> [INSTRUCTIONS TO FOLLOW]
Rewrite the lines below as a JSON list of strings, one string per line, with blank lines omitted.
____
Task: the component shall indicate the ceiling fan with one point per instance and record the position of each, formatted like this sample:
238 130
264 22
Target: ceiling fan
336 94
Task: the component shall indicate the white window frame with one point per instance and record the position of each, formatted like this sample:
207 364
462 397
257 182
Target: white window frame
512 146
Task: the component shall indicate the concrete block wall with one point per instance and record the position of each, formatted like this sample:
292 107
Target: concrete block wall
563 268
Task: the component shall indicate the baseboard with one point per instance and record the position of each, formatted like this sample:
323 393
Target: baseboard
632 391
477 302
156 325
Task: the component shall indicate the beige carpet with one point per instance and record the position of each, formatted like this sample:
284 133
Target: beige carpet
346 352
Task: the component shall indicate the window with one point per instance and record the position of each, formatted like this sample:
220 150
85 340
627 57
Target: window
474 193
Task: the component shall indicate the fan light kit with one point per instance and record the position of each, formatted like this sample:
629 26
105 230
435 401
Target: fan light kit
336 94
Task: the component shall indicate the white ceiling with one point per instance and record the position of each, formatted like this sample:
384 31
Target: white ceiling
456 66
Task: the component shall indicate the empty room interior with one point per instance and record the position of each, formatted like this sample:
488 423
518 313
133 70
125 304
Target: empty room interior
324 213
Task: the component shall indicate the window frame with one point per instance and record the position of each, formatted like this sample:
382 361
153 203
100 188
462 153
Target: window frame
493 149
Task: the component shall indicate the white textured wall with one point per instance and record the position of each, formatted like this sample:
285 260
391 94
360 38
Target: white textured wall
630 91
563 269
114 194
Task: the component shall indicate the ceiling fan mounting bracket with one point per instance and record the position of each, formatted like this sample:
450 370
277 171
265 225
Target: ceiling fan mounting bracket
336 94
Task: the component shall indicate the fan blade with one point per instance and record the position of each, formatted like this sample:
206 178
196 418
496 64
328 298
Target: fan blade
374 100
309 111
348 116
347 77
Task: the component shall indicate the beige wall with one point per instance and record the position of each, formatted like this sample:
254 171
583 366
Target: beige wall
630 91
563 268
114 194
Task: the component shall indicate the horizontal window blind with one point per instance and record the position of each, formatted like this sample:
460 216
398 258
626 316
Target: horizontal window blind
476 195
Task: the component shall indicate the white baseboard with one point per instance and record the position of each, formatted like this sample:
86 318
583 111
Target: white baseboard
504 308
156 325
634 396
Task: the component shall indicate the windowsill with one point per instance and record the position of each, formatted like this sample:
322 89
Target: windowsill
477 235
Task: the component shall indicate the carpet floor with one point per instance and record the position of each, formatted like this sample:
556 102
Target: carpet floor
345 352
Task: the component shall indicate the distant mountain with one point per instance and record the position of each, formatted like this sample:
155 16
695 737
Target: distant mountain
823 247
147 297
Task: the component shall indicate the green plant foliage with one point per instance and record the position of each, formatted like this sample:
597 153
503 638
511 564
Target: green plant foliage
____
> [FINAL ANSWER]
[
  "Task: the component shall indicate the ceiling fan with one point per instance and record the position of each, formatted like this sample:",
  "238 130",
  "264 22",
  "Target: ceiling fan",
  "336 94",
  "Task: the component shall indicate the white window frame with one point per instance and record the position of each, formatted like this sample:",
  "207 364",
  "462 397",
  "257 182",
  "Target: white window frame",
  "512 146",
  "Task: the component shall indicate the concrete block wall with one point per instance and record the position of each, formatted like this sample:",
  "292 107",
  "Target: concrete block wall",
  "563 268",
  "Task: the component shall indicate the baseboard with one point per instance and record the position of each, formatted like this sample:",
  "323 393",
  "Target: baseboard",
  "632 391",
  "477 302",
  "156 325",
  "Task: the component shall indicate the beige carpet with one point per instance and record the position of each, formatted like this sample:",
  "284 133",
  "Target: beige carpet",
  "346 352",
  "Task: the component shall indicate the window with one point per instance and record the position of each, formatted like this sample:",
  "220 150",
  "85 340",
  "627 57",
  "Target: window",
  "474 193",
  "Task: the component shall indicate the fan light kit with one point per instance and record the position of each, formatted like this sample:",
  "629 26",
  "105 230",
  "435 401",
  "Target: fan light kit",
  "336 94",
  "Task: the component shall indicate the white ceiling with one point per instance and record the position of each, formatted like this sample:",
  "384 31",
  "Target: white ceiling",
  "456 66",
  "Task: the component shall indicate the empty room interior with one point per instance and record the position of each, formatted like this sample:",
  "488 423",
  "518 313",
  "133 70",
  "125 304",
  "Target: empty room interior",
  "324 213",
  "Task: the component shall indicate the window frame with one point per instance and record the position of each, formatted like this sample:",
  "382 361",
  "153 203",
  "100 188",
  "462 153",
  "Target: window frame",
  "493 149",
  "Task: the component shall indicate the white textured wall with one point per instance and record the position of each, formatted like this sample:",
  "285 260",
  "391 94",
  "360 38",
  "Target: white textured wall",
  "630 91",
  "563 269",
  "114 194",
  "Task: the component shall indicate the ceiling fan mounting bracket with one point per instance and record the position of each, formatted like this sample:",
  "450 370",
  "277 171",
  "265 225",
  "Target: ceiling fan mounting bracket",
  "336 94",
  "Task: the component shall indicate the fan blade with one point per instance and record the position of each, formatted like this sample:",
  "206 178",
  "196 418",
  "496 64",
  "328 298",
  "Target: fan blade",
  "374 100",
  "309 111",
  "348 116",
  "347 77",
  "Task: the component shall indicate the beige wall with one point per instance and record the position of each, formatted like this sample:",
  "254 171",
  "583 366",
  "Target: beige wall",
  "630 91",
  "563 268",
  "114 194",
  "Task: the component shall indicate the horizontal window blind with one point per instance and record the position of each, formatted like this sample:",
  "460 216",
  "398 258",
  "626 316",
  "Target: horizontal window blind",
  "476 195",
  "Task: the component shall indicate the white baseboard with one point per instance and record the position of each, formatted like this sample:",
  "86 318",
  "583 111",
  "Target: white baseboard",
  "504 308",
  "156 325",
  "634 396",
  "Task: the component shall indicate the windowsill with one point per instance and record the position of each, formatted like this sample:",
  "322 89",
  "Target: windowsill",
  "477 235",
  "Task: the component shall indicate the carpet floor with one point per instance and record the position of each, formatted like this sample:",
  "556 102",
  "Target: carpet floor",
  "345 352",
  "Task: the component shall indicate the distant mountain with one point per instance and record the position of each, formatted like this sample:",
  "155 16",
  "695 737",
  "Target: distant mountain",
  "823 247",
  "147 297",
  "Task: the component shall indicate the green plant foliage with one point per instance and record the position of each, formatted like this sample:",
  "597 153",
  "503 638",
  "511 564",
  "Target: green plant foliage"
]